Written problem
Below are records. Transcribe exactly the lines from the one that contains "Where can you see the yellow plastic" through the last line, leaving any pictures out.

Listed records
---

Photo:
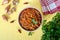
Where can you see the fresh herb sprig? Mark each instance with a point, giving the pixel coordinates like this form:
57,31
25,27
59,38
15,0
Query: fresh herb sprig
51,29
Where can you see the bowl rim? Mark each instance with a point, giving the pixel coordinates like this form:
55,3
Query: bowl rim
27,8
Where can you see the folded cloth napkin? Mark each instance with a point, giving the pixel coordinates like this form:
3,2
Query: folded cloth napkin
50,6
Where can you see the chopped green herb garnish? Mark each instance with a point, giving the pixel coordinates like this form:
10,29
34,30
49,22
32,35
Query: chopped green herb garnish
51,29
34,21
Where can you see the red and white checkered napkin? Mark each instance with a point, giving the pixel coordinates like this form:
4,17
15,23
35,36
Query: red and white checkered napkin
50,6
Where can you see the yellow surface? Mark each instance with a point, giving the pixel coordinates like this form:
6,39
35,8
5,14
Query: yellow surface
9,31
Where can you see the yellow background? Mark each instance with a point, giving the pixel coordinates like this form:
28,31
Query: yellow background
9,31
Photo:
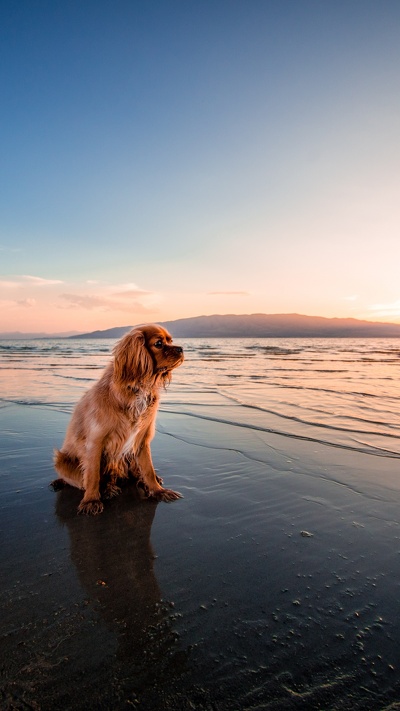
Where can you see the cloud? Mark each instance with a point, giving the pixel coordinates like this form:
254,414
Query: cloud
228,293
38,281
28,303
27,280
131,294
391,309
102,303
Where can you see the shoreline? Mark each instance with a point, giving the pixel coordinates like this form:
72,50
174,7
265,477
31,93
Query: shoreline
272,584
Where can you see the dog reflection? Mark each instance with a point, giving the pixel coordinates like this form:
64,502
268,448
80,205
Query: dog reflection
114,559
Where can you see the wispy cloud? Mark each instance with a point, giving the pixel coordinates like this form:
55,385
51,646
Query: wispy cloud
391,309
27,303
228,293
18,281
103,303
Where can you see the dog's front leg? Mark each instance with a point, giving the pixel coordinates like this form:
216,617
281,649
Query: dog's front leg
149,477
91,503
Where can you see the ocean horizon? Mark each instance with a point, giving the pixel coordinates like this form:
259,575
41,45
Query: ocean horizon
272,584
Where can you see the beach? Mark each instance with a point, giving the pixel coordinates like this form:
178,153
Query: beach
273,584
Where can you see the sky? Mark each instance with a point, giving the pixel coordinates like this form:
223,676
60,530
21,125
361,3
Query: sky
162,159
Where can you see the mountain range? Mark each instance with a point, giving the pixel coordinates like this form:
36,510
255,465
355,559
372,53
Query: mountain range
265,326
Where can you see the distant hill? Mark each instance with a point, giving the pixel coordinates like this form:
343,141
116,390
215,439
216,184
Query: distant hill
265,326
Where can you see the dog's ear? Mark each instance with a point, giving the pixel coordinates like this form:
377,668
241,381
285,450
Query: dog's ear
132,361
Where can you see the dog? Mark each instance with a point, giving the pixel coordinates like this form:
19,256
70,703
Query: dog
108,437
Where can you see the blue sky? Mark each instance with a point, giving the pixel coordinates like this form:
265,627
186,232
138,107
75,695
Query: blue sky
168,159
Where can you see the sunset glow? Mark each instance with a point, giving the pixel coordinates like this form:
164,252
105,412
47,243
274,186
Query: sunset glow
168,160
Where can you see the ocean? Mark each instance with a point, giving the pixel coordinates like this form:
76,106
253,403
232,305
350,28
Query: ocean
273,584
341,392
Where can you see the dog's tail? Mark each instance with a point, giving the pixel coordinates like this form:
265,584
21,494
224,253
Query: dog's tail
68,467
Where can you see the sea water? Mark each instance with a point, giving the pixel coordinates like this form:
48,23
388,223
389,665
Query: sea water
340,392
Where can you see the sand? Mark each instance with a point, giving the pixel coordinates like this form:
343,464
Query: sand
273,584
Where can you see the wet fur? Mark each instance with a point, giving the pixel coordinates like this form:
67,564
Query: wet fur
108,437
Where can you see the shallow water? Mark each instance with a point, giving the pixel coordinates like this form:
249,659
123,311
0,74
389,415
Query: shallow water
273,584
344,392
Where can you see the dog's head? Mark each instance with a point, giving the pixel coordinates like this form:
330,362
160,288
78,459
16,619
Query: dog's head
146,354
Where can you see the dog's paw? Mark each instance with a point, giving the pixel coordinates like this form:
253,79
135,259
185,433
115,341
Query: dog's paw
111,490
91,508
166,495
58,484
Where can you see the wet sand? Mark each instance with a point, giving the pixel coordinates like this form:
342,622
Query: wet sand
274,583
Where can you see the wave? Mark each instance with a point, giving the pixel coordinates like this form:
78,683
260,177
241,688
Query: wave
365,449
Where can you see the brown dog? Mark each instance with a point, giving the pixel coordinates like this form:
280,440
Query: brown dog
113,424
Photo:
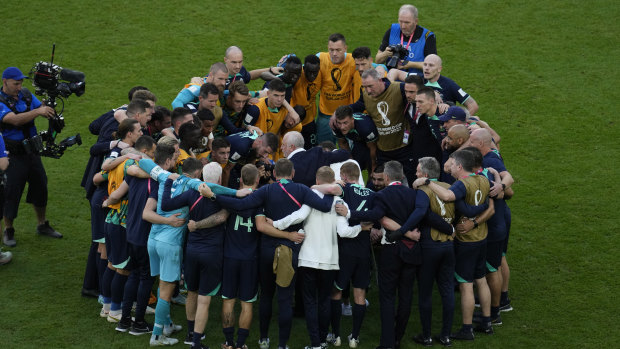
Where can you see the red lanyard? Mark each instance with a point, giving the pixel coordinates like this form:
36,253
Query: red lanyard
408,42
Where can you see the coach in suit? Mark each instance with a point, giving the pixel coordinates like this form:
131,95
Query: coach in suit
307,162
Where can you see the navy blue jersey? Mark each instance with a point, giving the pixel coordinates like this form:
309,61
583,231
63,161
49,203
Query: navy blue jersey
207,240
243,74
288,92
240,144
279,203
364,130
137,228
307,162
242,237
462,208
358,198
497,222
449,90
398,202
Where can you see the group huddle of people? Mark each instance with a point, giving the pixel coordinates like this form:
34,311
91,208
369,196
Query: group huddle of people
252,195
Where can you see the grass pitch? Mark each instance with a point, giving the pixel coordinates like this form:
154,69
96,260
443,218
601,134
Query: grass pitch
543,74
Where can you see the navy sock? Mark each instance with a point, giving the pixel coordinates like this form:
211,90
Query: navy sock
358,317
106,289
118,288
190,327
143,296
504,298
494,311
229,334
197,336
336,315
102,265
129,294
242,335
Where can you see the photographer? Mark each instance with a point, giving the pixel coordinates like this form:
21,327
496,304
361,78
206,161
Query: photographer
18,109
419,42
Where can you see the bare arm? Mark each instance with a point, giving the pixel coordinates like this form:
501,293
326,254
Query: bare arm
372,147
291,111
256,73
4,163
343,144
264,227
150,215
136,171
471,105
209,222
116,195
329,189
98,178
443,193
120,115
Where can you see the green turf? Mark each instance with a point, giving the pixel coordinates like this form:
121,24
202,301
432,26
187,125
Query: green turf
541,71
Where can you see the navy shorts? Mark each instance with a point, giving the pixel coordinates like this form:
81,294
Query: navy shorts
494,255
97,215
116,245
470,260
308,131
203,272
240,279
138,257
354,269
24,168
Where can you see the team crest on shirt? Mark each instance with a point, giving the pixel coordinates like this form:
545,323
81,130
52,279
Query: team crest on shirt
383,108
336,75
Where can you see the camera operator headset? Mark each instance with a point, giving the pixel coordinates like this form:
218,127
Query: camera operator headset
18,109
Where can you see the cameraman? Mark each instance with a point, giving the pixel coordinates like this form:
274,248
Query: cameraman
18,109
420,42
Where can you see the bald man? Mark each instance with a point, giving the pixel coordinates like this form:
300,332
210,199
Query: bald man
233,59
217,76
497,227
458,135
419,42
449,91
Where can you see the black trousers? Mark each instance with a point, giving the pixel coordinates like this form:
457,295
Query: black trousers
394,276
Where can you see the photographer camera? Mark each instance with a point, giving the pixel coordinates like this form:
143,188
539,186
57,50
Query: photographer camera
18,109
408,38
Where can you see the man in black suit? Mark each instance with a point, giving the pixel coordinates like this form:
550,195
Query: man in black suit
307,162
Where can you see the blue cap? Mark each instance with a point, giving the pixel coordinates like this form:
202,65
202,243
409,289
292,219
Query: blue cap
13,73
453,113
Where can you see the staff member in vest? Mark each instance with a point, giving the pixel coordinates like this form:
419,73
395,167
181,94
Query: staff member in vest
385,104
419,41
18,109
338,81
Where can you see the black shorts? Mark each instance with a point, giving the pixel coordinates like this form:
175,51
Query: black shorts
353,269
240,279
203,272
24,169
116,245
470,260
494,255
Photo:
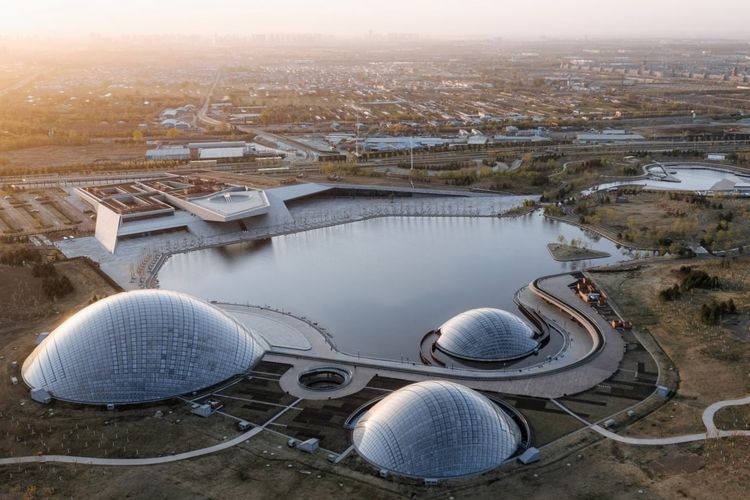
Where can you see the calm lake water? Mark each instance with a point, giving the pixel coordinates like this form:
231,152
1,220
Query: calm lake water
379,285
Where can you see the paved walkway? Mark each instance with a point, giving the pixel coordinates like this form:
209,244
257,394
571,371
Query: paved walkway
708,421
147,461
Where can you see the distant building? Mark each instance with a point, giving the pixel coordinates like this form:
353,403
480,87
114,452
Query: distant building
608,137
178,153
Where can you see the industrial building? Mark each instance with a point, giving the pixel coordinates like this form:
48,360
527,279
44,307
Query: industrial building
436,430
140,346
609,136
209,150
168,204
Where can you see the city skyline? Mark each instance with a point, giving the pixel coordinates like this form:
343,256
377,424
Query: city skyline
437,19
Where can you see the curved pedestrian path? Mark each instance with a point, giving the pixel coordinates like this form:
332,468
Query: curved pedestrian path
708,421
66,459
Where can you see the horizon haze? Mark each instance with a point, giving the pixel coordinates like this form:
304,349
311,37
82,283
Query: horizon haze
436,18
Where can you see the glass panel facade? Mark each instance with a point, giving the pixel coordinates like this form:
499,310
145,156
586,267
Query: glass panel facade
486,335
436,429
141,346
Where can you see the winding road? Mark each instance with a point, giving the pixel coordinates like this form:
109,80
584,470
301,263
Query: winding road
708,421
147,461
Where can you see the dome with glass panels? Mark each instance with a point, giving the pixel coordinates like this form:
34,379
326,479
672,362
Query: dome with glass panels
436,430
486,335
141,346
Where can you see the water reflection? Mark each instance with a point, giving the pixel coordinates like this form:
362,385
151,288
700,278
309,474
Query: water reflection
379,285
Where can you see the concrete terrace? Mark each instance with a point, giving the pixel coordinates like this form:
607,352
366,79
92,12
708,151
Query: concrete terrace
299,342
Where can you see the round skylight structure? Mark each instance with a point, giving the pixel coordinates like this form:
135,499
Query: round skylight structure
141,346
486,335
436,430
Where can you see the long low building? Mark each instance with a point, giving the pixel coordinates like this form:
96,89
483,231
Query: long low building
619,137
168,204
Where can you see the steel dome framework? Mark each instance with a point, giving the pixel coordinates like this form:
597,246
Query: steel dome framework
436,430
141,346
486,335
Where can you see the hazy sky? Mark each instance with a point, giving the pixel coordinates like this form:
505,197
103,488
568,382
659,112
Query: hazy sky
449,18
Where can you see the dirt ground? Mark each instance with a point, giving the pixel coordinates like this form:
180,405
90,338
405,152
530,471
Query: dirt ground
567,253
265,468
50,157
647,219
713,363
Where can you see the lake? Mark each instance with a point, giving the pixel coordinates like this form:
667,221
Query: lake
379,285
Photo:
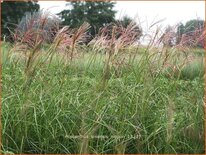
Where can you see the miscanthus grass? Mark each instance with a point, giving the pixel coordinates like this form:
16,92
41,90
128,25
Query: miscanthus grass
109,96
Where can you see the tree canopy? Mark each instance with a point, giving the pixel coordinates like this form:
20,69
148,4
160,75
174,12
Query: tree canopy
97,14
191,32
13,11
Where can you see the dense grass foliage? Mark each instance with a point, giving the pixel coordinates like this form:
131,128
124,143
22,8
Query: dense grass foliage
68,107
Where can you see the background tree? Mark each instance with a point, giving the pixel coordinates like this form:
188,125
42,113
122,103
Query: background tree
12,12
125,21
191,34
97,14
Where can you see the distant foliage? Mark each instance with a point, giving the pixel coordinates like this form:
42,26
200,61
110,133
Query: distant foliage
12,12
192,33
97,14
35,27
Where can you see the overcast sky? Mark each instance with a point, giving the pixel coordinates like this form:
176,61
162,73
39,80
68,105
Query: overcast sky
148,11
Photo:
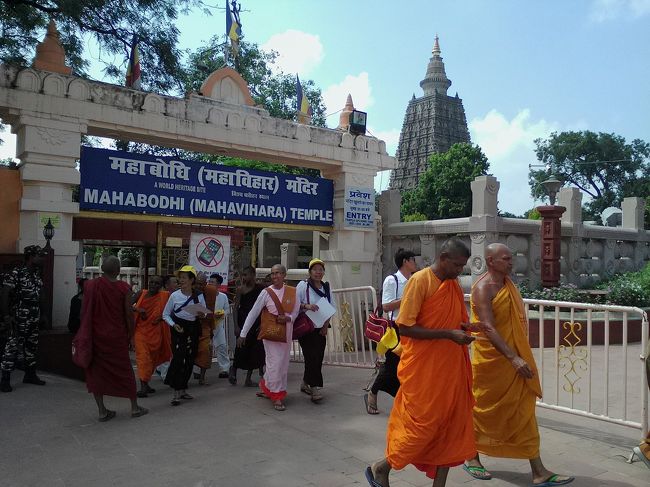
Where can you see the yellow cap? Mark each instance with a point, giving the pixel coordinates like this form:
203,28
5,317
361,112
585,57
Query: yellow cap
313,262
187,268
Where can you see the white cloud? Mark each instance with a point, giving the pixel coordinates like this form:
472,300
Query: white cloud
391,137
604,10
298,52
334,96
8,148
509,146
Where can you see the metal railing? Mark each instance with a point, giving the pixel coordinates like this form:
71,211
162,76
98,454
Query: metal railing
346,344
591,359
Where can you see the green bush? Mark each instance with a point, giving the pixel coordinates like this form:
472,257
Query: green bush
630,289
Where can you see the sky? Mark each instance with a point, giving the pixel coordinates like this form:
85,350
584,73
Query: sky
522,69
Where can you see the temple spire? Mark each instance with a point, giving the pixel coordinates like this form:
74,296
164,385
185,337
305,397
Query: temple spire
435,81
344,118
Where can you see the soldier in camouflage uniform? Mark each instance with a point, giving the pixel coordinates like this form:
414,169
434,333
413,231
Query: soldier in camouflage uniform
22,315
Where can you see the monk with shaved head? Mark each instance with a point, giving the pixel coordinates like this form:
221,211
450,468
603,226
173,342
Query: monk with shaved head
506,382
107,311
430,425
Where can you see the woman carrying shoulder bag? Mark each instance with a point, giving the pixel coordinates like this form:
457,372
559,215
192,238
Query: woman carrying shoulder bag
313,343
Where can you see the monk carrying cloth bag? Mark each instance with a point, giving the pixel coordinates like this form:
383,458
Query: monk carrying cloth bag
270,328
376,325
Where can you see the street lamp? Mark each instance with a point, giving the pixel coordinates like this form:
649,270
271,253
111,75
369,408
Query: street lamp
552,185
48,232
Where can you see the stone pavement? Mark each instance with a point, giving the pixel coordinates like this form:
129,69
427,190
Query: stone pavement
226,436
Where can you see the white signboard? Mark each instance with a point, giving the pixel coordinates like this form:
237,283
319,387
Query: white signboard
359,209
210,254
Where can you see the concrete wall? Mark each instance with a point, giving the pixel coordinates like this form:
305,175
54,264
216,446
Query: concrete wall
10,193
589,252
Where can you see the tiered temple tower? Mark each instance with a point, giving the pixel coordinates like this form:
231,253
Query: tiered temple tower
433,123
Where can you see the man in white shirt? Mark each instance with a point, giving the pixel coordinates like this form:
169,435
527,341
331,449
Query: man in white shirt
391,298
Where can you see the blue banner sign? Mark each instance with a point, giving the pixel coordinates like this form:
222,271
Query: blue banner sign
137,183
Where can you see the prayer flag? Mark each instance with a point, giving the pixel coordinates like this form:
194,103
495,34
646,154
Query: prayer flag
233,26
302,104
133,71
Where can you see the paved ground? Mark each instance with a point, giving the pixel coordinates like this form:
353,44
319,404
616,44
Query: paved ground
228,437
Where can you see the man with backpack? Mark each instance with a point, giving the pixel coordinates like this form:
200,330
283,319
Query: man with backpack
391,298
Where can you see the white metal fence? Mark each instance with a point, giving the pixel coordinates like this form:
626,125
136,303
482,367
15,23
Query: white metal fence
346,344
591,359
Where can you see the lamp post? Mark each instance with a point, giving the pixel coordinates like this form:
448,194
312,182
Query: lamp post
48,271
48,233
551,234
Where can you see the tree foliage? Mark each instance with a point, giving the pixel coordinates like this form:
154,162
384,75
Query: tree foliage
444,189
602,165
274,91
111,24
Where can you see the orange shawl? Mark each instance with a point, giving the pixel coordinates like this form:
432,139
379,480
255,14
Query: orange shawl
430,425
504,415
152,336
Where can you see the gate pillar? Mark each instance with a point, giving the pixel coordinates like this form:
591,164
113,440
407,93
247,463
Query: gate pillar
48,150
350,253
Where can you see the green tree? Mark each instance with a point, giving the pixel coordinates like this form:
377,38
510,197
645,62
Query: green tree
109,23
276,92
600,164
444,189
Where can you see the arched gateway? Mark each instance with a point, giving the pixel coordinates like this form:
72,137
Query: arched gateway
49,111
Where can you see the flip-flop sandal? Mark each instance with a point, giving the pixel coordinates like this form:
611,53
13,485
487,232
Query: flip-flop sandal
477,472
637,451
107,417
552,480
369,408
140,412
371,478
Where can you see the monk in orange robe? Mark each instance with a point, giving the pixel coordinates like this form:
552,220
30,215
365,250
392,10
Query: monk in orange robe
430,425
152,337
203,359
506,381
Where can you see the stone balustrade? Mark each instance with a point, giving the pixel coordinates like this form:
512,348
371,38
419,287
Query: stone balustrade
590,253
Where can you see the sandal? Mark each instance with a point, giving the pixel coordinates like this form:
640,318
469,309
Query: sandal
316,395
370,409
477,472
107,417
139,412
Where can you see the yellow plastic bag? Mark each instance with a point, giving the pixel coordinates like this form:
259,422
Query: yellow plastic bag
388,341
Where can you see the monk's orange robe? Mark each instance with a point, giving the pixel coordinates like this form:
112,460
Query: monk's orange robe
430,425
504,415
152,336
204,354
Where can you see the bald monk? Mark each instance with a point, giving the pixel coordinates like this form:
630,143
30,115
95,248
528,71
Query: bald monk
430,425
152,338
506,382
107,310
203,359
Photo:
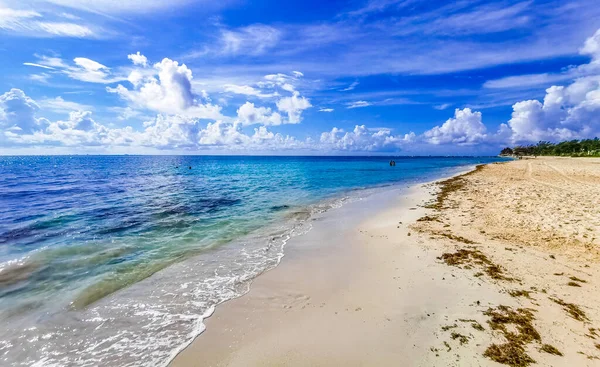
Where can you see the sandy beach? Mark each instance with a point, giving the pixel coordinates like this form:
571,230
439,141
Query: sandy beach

---

Solution to the exercise
Where can you see the yellow plastic bag? Mark each instance with a point, giving the pixel coordinates like this form:
259,422
Query: yellow plastic bag
388,341
Where can you see the monk's orange robe? Mark each instance with a point, giving the pixel coordinates like this form:
112,460
Query: monk's orange robe
430,425
504,415
152,336
204,354
Where can you see the bald monk? Mark each instance with a point, giving the pixel coordinates like this form:
630,143
30,115
95,248
528,71
Query: bald monk
430,425
152,338
506,382
107,310
203,359
Photo:
Where can you see the sandy beach? Mark each instance with a point, giving the pixel coordinates like this form:
571,230
439,141
Query: sandy beach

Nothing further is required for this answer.